• _Task to carry out_: Print out each record below, unaltered and complete, without its images.

• _Source records_:
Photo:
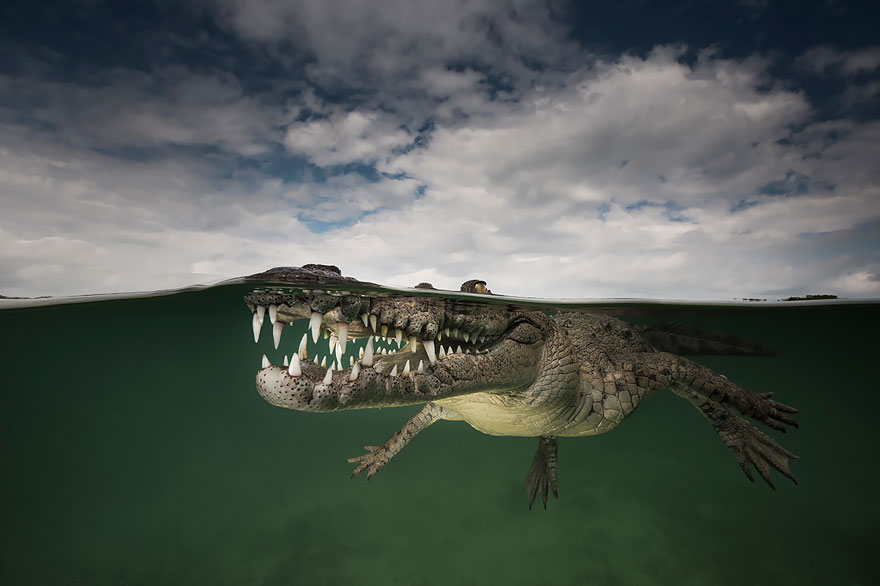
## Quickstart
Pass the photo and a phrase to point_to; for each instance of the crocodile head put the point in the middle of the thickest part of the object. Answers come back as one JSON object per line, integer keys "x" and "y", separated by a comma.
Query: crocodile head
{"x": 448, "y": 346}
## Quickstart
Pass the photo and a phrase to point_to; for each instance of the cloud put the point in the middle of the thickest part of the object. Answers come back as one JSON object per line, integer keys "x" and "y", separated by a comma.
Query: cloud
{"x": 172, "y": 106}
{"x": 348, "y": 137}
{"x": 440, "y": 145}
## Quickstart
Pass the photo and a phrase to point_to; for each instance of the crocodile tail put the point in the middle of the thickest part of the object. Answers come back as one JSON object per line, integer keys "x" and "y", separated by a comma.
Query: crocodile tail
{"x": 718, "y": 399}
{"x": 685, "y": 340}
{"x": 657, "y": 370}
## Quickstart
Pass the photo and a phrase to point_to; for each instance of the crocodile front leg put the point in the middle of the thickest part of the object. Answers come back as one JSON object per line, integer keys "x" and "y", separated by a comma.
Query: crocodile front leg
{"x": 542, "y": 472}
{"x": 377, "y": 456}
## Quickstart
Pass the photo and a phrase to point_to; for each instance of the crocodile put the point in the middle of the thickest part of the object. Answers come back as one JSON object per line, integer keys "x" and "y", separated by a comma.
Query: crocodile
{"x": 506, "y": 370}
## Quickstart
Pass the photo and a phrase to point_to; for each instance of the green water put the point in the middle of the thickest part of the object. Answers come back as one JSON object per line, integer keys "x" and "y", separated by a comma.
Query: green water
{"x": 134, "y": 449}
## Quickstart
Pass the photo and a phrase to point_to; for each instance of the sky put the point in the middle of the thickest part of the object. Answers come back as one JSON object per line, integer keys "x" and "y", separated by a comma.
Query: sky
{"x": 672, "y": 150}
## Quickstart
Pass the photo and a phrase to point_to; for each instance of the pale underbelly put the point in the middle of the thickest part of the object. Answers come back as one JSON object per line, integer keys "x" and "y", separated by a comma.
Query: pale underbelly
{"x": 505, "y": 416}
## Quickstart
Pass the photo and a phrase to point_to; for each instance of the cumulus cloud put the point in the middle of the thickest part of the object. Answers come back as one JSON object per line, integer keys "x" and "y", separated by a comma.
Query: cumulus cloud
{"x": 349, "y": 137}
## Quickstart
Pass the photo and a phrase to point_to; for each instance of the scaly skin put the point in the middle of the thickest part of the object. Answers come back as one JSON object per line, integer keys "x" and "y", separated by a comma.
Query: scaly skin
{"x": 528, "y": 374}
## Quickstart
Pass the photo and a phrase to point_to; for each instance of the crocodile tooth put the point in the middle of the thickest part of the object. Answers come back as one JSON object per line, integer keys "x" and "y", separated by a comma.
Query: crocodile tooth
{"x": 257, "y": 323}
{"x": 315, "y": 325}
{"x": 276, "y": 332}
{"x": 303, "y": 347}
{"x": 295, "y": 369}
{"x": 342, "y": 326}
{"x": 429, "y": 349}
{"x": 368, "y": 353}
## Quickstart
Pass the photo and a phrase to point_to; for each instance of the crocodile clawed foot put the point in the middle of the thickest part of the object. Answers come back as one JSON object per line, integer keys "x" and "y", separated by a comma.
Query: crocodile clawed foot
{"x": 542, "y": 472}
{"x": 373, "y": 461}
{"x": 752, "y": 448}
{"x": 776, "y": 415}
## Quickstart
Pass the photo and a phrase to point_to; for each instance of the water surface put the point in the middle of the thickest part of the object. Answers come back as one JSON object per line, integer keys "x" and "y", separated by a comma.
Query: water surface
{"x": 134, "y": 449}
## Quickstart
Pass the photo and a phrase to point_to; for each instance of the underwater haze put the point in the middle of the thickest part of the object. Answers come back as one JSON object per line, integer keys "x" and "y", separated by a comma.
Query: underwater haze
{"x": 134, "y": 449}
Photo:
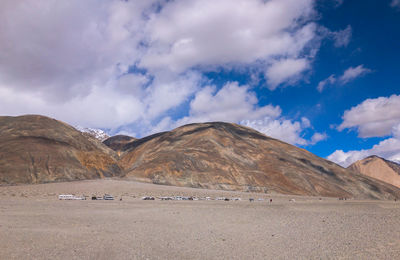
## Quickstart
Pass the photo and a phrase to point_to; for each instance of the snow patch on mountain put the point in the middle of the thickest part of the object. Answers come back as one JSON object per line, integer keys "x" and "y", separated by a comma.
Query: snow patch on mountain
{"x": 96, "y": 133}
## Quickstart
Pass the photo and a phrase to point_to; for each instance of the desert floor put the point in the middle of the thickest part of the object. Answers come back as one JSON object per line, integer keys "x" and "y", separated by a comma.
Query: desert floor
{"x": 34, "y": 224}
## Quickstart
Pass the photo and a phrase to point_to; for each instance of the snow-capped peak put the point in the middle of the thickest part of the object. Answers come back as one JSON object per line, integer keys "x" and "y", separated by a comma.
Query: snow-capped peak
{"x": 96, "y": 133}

• _Solved exercise_:
Photo:
## Quickstart
Pass the photo and a phrase to point_to; for each instance of the crocodile head put the point in the middle of the thickest part of the object. Answers come back as one JSON object per line, integer keys "x" and "y", separated by a comma.
Query: crocodile head
{"x": 448, "y": 346}
## Quickstart
Pass the photo and a phrase to point_to; for each instance of the cloud put the point in the middle of the thickest part of the object. Answers come back as one JSON object per line, integer keys "x" and "y", separated by a comma.
Query: cloud
{"x": 172, "y": 106}
{"x": 348, "y": 137}
{"x": 440, "y": 145}
## Quickstart
Pass the photo and a phrase to point_to; for each instance of the crocodile tail put the point in the middle of the thickest part of the object. Answers come back as one JSON object per line, integer keys "x" and "y", separated by a comma.
Query: crocodile tail
{"x": 718, "y": 399}
{"x": 685, "y": 340}
{"x": 657, "y": 370}
## Quickstart
Pass the photo and a phrase to point_to; for each instance of the crocodile front leg put the point in the middle of the thickest part of the object. Answers come back as one JSON object per line, integer keys "x" and "y", separated by a comma.
Query: crocodile front leg
{"x": 542, "y": 472}
{"x": 377, "y": 456}
## Quickstart
Pass the photo and a phrase to point_to; for each instance of the crocodile put the point in the middle of the thickest part of the object. Answers come back as one JSON object per line, integer keys "x" and "y", separated by a comma.
Query: crocodile
{"x": 506, "y": 370}
## Quickstart
Pass the photo and a phrase to point_to; for each instance of the green water put the point in the middle of the thickest part of the object. Answers come back as one JSON object per line, integer keys "x" and "y", separated by a comma.
Query: green water
{"x": 134, "y": 449}
## Quickstart
Pass the photo and a phrase to point_to; for each instance of the sky put the point in the middle of the thickest part of the object. Answers come back as one JSON object per line, integer keys "x" and "y", separated by a comma.
Query: sky
{"x": 672, "y": 150}
## Quickstart
Pass the photo and a phrase to point_to; for each instance of the pale underbelly put the point in the middle of the thickest part of the object. Answers come back as one JSON object per line, integer keys "x" and "y", separated by a comma.
Query: pale underbelly
{"x": 505, "y": 416}
## Quickstart
Pass the photo and a phrase to point_to; for each instance of the cumulus cloud put the point in the middle of the thickest part of the object. Answers come back as one JSON object per line, integer keys "x" and "y", separated by a comma.
Query: cumulus cloud
{"x": 349, "y": 137}
## Quickstart
Pass the photo and a phrase to point_to; for each instance of the scaly skin put the point in the middle of the thickest part of the object. Answers come back as one JSON object per line, integer keys "x" and "y", separated by a comma.
Query: scaly skin
{"x": 528, "y": 374}
## Quickstart
Pass the photo and a phrase to point_to; for each instance of the crocodile tooth put the point in the middle of the thickest part of the object. Answers come back as one JSON object per line, integer keys "x" and "y", separated by a comma.
Query: crocodile tooth
{"x": 257, "y": 323}
{"x": 315, "y": 325}
{"x": 276, "y": 332}
{"x": 303, "y": 347}
{"x": 295, "y": 369}
{"x": 342, "y": 326}
{"x": 429, "y": 349}
{"x": 368, "y": 353}
## Quickstart
Pass the photo and a phrase to point_to; for each instance of the crocodile clawed foot put the point in the middle of the thickest part of the object. Answers come back as one JSON object per line, integer keys "x" and "y", separated by a comma.
Query: crocodile clawed foot
{"x": 542, "y": 472}
{"x": 373, "y": 461}
{"x": 752, "y": 448}
{"x": 776, "y": 415}
## Quickstart
Pass the photo and a phrase to point_to; for each instance of the water surface put the point in the middle of the thickest part of the object. Answers come back as one JSON object per line, integer keys "x" and "y", separated by a comma.
Query: water surface
{"x": 134, "y": 449}
## Quickstart
Pass the photo and a phrase to point_to; for each instance of the underwater haze put the point in the middle of the thickest part of the object. Answers come back as one JSON object per line, integer keys "x" and "y", separated by a comma.
Query: underwater haze
{"x": 134, "y": 449}
Photo:
## Quickstart
Pass the photo and a phrase to point_to; for each instance of the snow patch on mountain put the point in the middle of the thickest part of the object. Answers come back as one JSON object per line, integer keys "x" and "y", separated by a comma.
Query: snow patch on mountain
{"x": 96, "y": 133}
## Quickstart
Pass the photo and a phrase to point_to; for each instance of the desert floor put the point in the middle of the thickest part of the object. Answers come back as one JSON object per line, integer keys "x" and "y", separated by a comma.
Query: desert floor
{"x": 34, "y": 224}
## Quickstart
Pass the photo and a phrase to point_to; for each instance of the snow-capped peak put the point in the middle of the thickest part of the object. Answers come back as one JSON object per line, integer keys "x" and "y", separated by a comma.
Query: snow-capped peak
{"x": 96, "y": 133}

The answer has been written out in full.